Tasks for this exercise:
(a) Translate this sentence from the article on the Columbia shelter into Spanish: "Even more appreciated by guests was the refuge from the heat."
(b) According to the article on the Columbia shelter, on what date did the shelter first host the cafe and stay open all day?

[Opening Study text section]

Columbia homeless shelter Room at the Inn is now providing a permanent home to the Saturday Morning Cafe, a weekly breakfast which has migrated between different churches for more than 15 years.
After breakfast, the shelter, which typically closes each morning before opening again at night, will remain open throughout the day.
It’s not the first service that’s been folded into 1609 Ashley St. Loaves and Fishes began offering dinner services there in 2024. Like Loaves and Fishes, which was previously hosted out of the Wilkes Boulevard United Methodist Church, the Saturday Morning Cafe outgrew the churches that were hosting it.
“Pre-pandemic, a big Saturday for us would be maybe like 80 people or so, and last year, we were some Saturdays like 150 people,” said Gretchen Rohrs, who coordinates the Saturday Cafe out of the Calvary Episcopal Church. “It was becoming overwhelming for our church facility to host that many guests.”

After deciding to take them in, Room at the Inn Executive Director John Trapp said it made sense to stay open the rest of the day — something he’d been wanting to do for a while.
“During the winter, there has traditionally been no place for folks to go on Saturday, so we were hoping to start Saturday all-day operations before it got cold,” he said.
The move offers a preview of the Opportunity Campus — a one-stop-shop for homeless services currently under construction and expected to be completed by next spring.
“The plan was already in place for the services to coalesce there,” Trapp said. “We're just pushing it ahead a little bit so it will make the transition to the Opportunity Campus easier when it happens.”
July 5th was the first Saturday the shelter hosted the cafe and had all-day operations. The breakfast — eggs, biscuits, gravy and casserole and more— was an upgrade from the usual early-morning snacks like cereal and fruit.

Even more appreciated by guests was the refuge from the heat.
“It is absolutely miserable, plays heck with our bodies” Miranda Herndon said. “It just makes everything that much harder and gross, everything's sweaty.”

[Closing Study text section]
[Opening Input data section]

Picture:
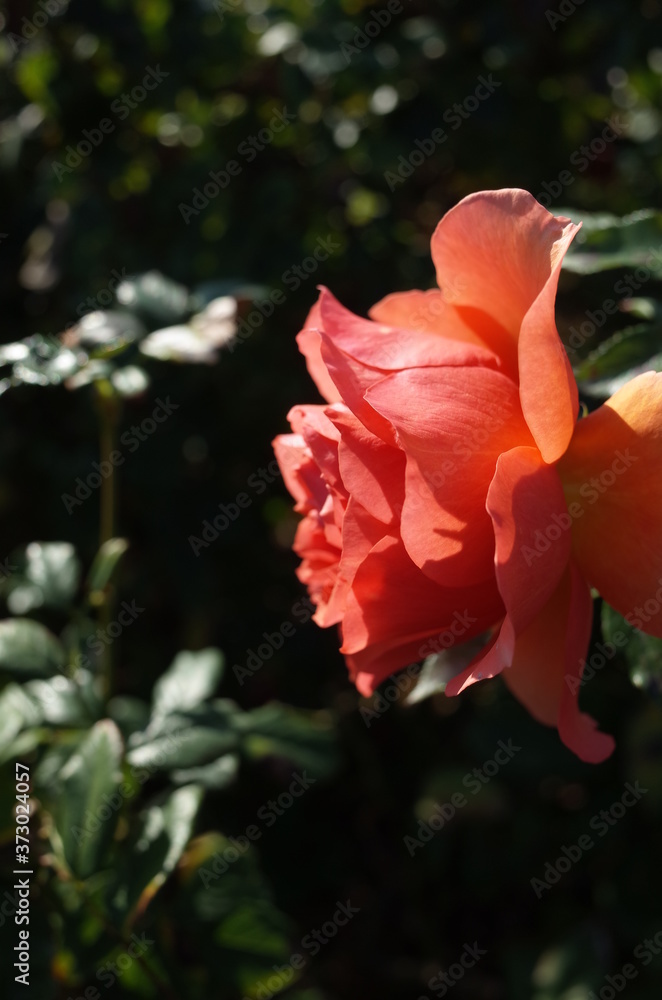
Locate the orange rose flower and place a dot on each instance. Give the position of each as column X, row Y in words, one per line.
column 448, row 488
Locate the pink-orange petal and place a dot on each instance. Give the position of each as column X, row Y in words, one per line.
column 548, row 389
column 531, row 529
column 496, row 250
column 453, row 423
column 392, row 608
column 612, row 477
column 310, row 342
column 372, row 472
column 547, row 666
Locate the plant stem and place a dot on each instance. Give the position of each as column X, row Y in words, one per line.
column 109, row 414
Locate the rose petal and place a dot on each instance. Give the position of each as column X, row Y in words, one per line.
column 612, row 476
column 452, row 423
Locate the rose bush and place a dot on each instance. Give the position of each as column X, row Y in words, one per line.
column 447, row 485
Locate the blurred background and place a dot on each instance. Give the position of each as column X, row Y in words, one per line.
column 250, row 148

[Closing Input data section]
[Opening Input data section]

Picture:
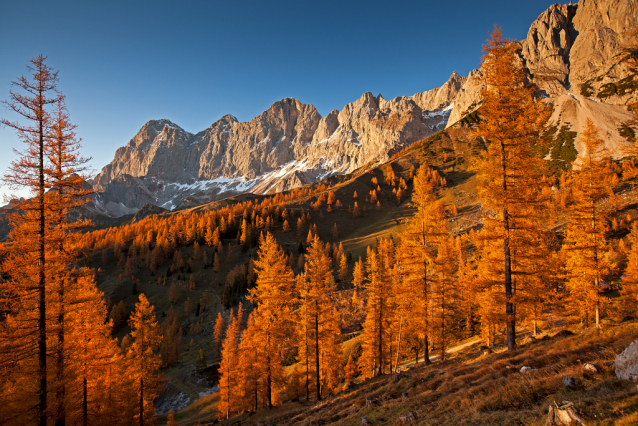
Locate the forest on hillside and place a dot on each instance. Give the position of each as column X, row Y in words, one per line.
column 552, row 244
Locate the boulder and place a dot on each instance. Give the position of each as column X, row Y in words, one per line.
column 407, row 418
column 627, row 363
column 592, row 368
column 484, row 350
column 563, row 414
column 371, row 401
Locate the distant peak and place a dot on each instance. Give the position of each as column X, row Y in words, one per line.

[Closing Input data section]

Answers for the exercise:
(a) Aún más apreciado por los huéspedes fue el refugio del calor.

(b) July 5th.